Render this sentence from the passage on the betting game Lodden Thinks in Spanish: "According to Laak, the game was the product of boredom."

- **PROVIDED TEXT**
======

How many manholes are there in San Fransisco, California?

Do you know the answer to any of these questions? It doesn’t matter. Do you have a good guess? Even better - do you have a good guess about what your friend might guess? If so, then you can play Lodden Thinks.

Lodden Thinks is a proposition betting game that was invented at the World Series of Poker Europe by poker pros Phil Laak and Antonio Esfandiari in the mid-2000s. According to Laak, the game was the product of boredom. As the two played together at a feature televised table, they found themselves repeating the same old tired cliched banter to one another. Esfandiari told Laak “we need to come up with new material.” Laak thought about it for a bit, and he came up with an idea. He’d come up with a question for Johnny Lodden, another popular poker professional who was at the table with them, and then Laak and Esfandiari would bet on what Lodden would think the answer was. The actual answer to the question was irrelevant. Nobody needed to look it up or check it. In fact, the harder an answer was to check, the better, because it lessened the possibility that Lodden would know the actual answer and would have to draw upon some other knowledge or information to come up with a guess. Before long the two were having more fun playing “Lodden Thinks” than playing poker, and the game caught on at tournaments and poker tables around the world.

The rules are simple. First you come up with a question with a numerical answer. The more obscure and difficult to know, the better. Then the two people involved in the bet then hold an over/under auction. One person suggests a number they think the “Lodden”, in this case a third person who is not involved in the bet, will answer. The other person then can either accept the “under”, meaning they will bet that the “Lodden” will say something below that number, or they can bid a new number that is higher. After they bid a higher number, the first person can accept the “under” or bid an even higher number. The players keep bidding until one of them accepts the “under,” ceding the “over” to the person who bid the number. Then they ask their “Lodden” the question, hear their answer, and settle up the bet.

======

Object location annotation data:
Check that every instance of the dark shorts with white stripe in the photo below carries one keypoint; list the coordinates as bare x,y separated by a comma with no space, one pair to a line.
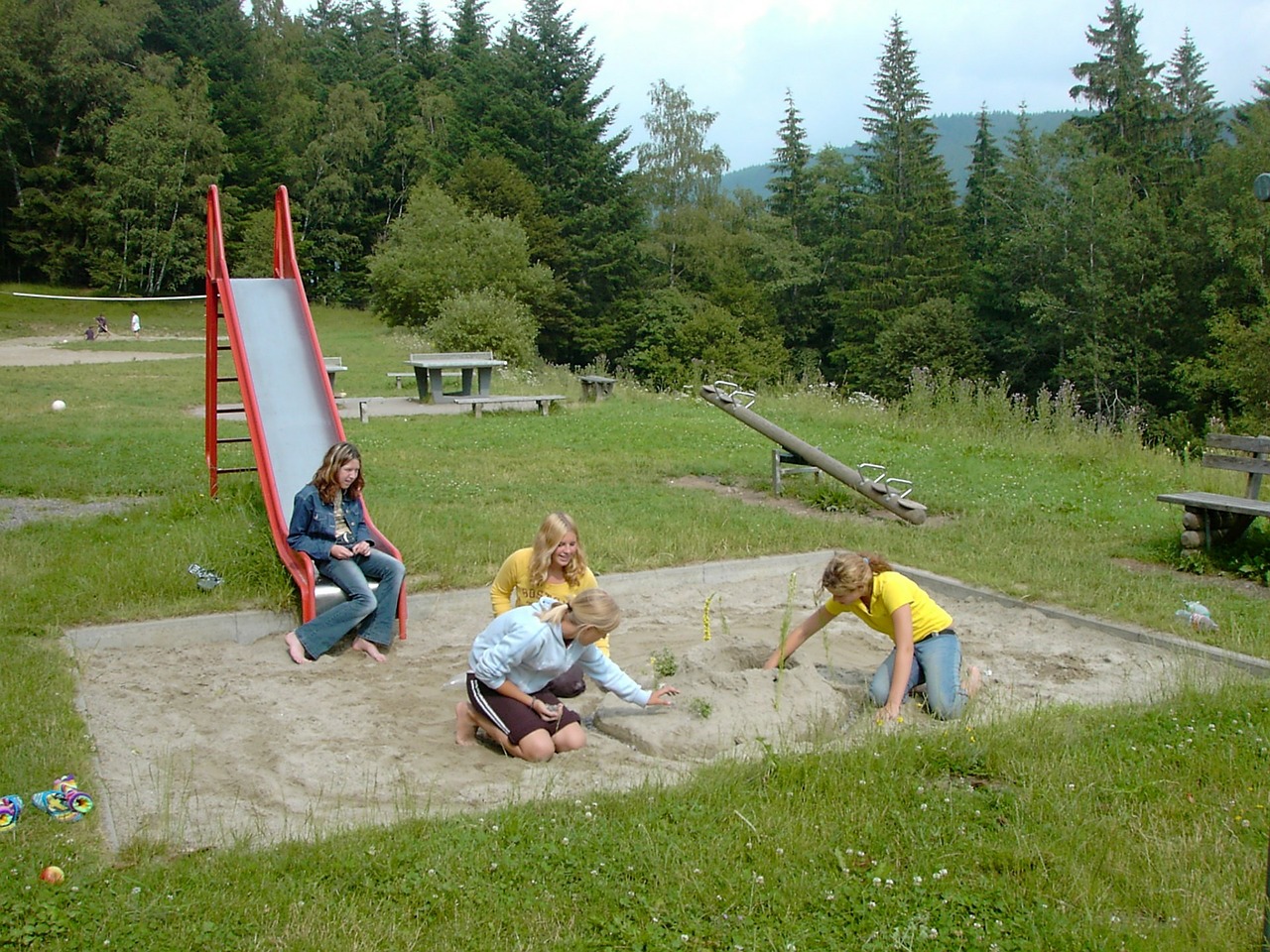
516,720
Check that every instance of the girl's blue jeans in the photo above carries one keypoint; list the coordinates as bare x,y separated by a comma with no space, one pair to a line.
938,661
373,611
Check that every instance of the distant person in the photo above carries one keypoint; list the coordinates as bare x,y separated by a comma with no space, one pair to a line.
554,565
518,654
926,651
327,526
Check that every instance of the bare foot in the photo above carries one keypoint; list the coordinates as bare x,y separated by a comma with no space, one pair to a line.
973,682
465,725
370,648
295,649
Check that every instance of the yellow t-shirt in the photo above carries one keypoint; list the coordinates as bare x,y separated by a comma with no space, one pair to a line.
890,592
513,579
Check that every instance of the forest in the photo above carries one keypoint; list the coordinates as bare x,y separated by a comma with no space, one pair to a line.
468,180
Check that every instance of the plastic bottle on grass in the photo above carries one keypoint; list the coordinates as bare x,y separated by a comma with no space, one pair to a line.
1197,616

======

- **TASK SOLUTION**
Según Laak, el juego fue producto del aburrimiento.